**CHALLENGE**
Can you write out the listing below again with "planogram log" changed to "survey sheet" everywhere, keeping everything else the same and leaving out the pictures?

**Some records**
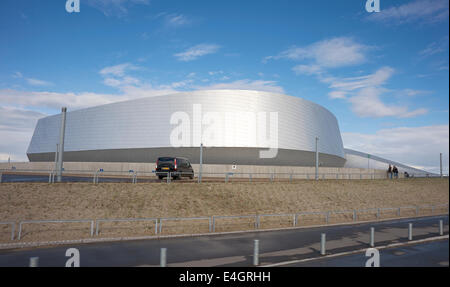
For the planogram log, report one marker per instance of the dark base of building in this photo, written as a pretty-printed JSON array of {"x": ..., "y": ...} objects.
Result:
[{"x": 211, "y": 155}]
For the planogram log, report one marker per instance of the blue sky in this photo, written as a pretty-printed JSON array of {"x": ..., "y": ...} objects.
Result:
[{"x": 384, "y": 75}]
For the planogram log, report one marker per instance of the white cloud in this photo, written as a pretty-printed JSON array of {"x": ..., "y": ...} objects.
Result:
[
  {"x": 329, "y": 53},
  {"x": 434, "y": 48},
  {"x": 176, "y": 20},
  {"x": 36, "y": 82},
  {"x": 426, "y": 11},
  {"x": 307, "y": 69},
  {"x": 197, "y": 51},
  {"x": 16, "y": 129},
  {"x": 55, "y": 100},
  {"x": 117, "y": 8},
  {"x": 364, "y": 94},
  {"x": 118, "y": 70},
  {"x": 17, "y": 75},
  {"x": 415, "y": 146},
  {"x": 269, "y": 86}
]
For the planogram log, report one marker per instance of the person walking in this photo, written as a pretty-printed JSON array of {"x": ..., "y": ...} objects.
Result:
[{"x": 395, "y": 170}]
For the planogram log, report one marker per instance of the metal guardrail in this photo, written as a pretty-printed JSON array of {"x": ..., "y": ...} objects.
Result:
[
  {"x": 19, "y": 236},
  {"x": 212, "y": 220},
  {"x": 13, "y": 227},
  {"x": 125, "y": 220},
  {"x": 132, "y": 175}
]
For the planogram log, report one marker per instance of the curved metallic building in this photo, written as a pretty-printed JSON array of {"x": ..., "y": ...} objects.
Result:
[{"x": 236, "y": 125}]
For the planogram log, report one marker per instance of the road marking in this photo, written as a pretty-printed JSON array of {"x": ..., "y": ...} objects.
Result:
[{"x": 357, "y": 251}]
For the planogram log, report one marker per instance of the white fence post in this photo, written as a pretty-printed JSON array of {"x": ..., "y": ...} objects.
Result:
[
  {"x": 256, "y": 253},
  {"x": 163, "y": 257},
  {"x": 323, "y": 244}
]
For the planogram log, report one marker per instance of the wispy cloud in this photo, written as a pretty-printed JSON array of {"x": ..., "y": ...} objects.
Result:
[
  {"x": 424, "y": 11},
  {"x": 405, "y": 144},
  {"x": 329, "y": 53},
  {"x": 176, "y": 20},
  {"x": 116, "y": 8},
  {"x": 435, "y": 47},
  {"x": 246, "y": 84},
  {"x": 37, "y": 82},
  {"x": 197, "y": 51},
  {"x": 16, "y": 128},
  {"x": 364, "y": 94},
  {"x": 118, "y": 70}
]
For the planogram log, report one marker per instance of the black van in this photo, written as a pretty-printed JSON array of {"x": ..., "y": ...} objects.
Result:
[{"x": 177, "y": 166}]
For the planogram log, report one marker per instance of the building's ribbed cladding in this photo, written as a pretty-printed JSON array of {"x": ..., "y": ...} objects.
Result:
[{"x": 144, "y": 124}]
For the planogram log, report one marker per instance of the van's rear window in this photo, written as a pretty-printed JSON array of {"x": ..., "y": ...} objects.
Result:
[{"x": 165, "y": 159}]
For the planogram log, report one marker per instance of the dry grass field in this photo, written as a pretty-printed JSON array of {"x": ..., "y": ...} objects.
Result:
[{"x": 38, "y": 201}]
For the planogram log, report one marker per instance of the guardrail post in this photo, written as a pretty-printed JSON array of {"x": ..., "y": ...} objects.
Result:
[
  {"x": 410, "y": 231},
  {"x": 256, "y": 253},
  {"x": 97, "y": 228},
  {"x": 20, "y": 231},
  {"x": 163, "y": 257},
  {"x": 372, "y": 237},
  {"x": 34, "y": 262},
  {"x": 323, "y": 244},
  {"x": 13, "y": 230}
]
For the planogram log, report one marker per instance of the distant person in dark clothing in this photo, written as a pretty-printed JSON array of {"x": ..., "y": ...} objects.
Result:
[{"x": 395, "y": 171}]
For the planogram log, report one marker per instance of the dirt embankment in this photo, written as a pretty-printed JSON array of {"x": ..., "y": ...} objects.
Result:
[{"x": 33, "y": 201}]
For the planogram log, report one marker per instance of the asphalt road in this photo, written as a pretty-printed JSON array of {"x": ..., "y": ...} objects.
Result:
[
  {"x": 231, "y": 249},
  {"x": 431, "y": 254}
]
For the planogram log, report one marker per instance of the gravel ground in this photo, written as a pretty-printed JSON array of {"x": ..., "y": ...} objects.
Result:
[{"x": 33, "y": 201}]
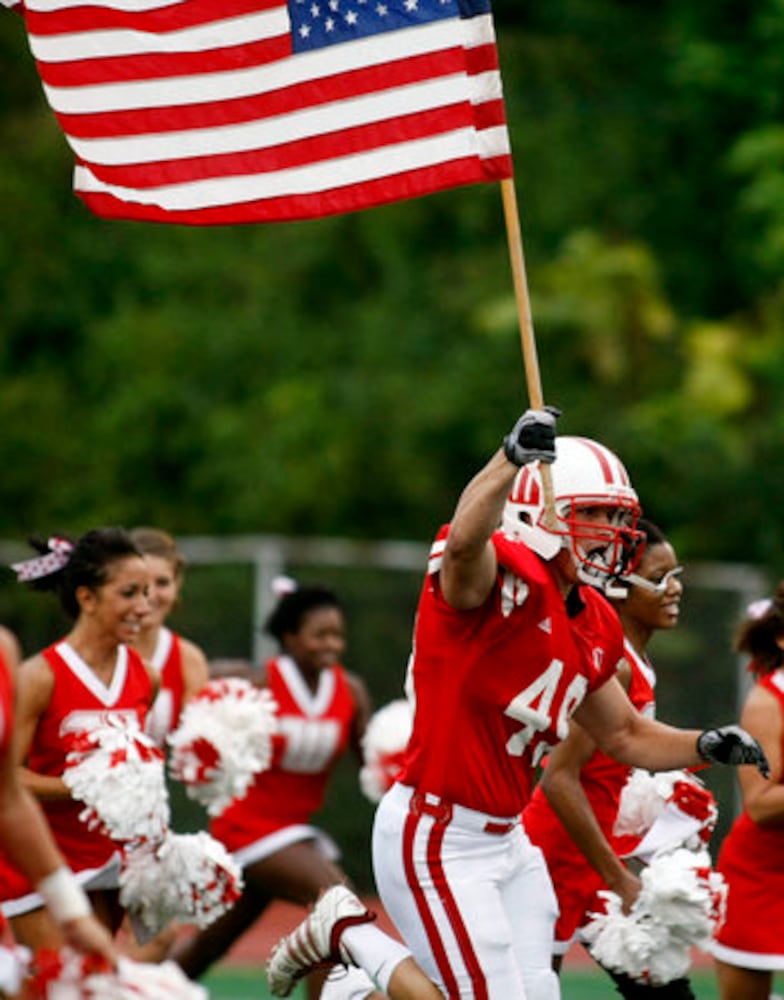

**RESPONSE**
For the survey sheet, report one marker per instance of the dark base of building in this photo, written as a pretty-printed JSON array of {"x": ..., "y": ...} objects.
Result:
[{"x": 211, "y": 155}]
For the survey sheet, report one marker per instance of the blue sky in this photo, written as a pretty-printed JSON array of {"x": ..., "y": ...} objects.
Result:
[{"x": 384, "y": 75}]
For the survey sheet, report one marker per instance of the white cloud in this photo, written as a pretty-printed JSON array of {"x": ..., "y": ...} objects.
Result:
[
  {"x": 329, "y": 53},
  {"x": 434, "y": 48},
  {"x": 176, "y": 20},
  {"x": 36, "y": 82},
  {"x": 426, "y": 11},
  {"x": 307, "y": 69},
  {"x": 197, "y": 51},
  {"x": 16, "y": 129},
  {"x": 55, "y": 100},
  {"x": 117, "y": 8},
  {"x": 364, "y": 94},
  {"x": 118, "y": 70},
  {"x": 17, "y": 75},
  {"x": 415, "y": 146},
  {"x": 269, "y": 86}
]
For the survey sheet, report one marker per instance of the person walking in this photo, written as a pretty-printed JSON array of {"x": ..., "y": ...} objects.
Result:
[{"x": 395, "y": 170}]
For the survey sheet, report one marker per instance of the metal guardrail in this photo, written as a pretty-printed JSON array of {"x": ..., "y": ...} objects.
Result:
[
  {"x": 19, "y": 236},
  {"x": 212, "y": 220},
  {"x": 13, "y": 227},
  {"x": 125, "y": 220},
  {"x": 132, "y": 175}
]
For the survey sheet, report one marker per instance of the curved metallic building in this photo, written as a pretty-printed JSON array of {"x": ..., "y": ...} objects.
Result:
[{"x": 236, "y": 125}]
For the survey sheet, report one marker per instance of the road marking in this photo, written as a pretty-printed JSON array of {"x": ..., "y": ...} objects.
Result:
[{"x": 357, "y": 251}]
For the survey sheet, report one marker per instance of the white fence post in this photo, written as a pretty-printed JSON array of {"x": ..., "y": ...} objects.
Result:
[
  {"x": 256, "y": 253},
  {"x": 163, "y": 257},
  {"x": 323, "y": 244}
]
For the survey sheet, report one marker per instance of the wispy cloud in this photo, written as a pretty-printed JSON array of {"x": ..., "y": ...} objects.
Result:
[
  {"x": 424, "y": 11},
  {"x": 405, "y": 144},
  {"x": 329, "y": 53},
  {"x": 176, "y": 20},
  {"x": 116, "y": 8},
  {"x": 435, "y": 47},
  {"x": 246, "y": 84},
  {"x": 37, "y": 82},
  {"x": 197, "y": 51},
  {"x": 16, "y": 128},
  {"x": 364, "y": 94},
  {"x": 118, "y": 70}
]
For the survey sheet, report one marker per instance of the black van in this photo, written as a pretty-printed JSON array of {"x": ..., "y": ...} objects.
Result:
[{"x": 177, "y": 166}]
For the survey sheet, report one marker per instance of the building's ribbed cladding in this photo, written as a pretty-printed JSON array of {"x": ..., "y": ...} objects.
Result:
[{"x": 144, "y": 124}]
For the survey sheet, report one marker per instance of the van's rear window in this photo, written as a pretty-printed JSON array of {"x": ..., "y": ...} objects.
Result:
[{"x": 165, "y": 159}]
For the survey sheet, report one marker per instance of the dry grass field in this photo, written as a pretty-printed JSON array of {"x": ..., "y": ...} objects.
Result:
[{"x": 38, "y": 201}]
For the survey sheet, report one marker per instance of the guardrail post in this photo, written as a pretty-printed JSON array of {"x": ..., "y": ...} objects.
Result:
[
  {"x": 410, "y": 231},
  {"x": 256, "y": 253},
  {"x": 97, "y": 228},
  {"x": 20, "y": 231},
  {"x": 163, "y": 257},
  {"x": 372, "y": 237},
  {"x": 34, "y": 262},
  {"x": 323, "y": 244},
  {"x": 13, "y": 230}
]
For the survey sheet, report one marker per instance of the distant person in dark clothing in this photo, written as a pretty-printed JSON array of {"x": ..., "y": ...} objects.
Result:
[{"x": 395, "y": 171}]
For the survey sheet, report one marker per instance of the dirt embankment in this photo, written as a pretty-printed JSON array of {"x": ..., "y": ...} objects.
Result:
[{"x": 33, "y": 201}]
For the survey sheet, report one marker per instance of the asphalt road in this photo, written as a pretty-printed JSON array of {"x": ..., "y": ...} objects.
Result:
[
  {"x": 231, "y": 249},
  {"x": 431, "y": 254}
]
For the survey sheet, report one marker per instance of the gravel ground in this photo, written as a pretty-printed JSON array of {"x": ..., "y": ...} objects.
Result:
[{"x": 33, "y": 201}]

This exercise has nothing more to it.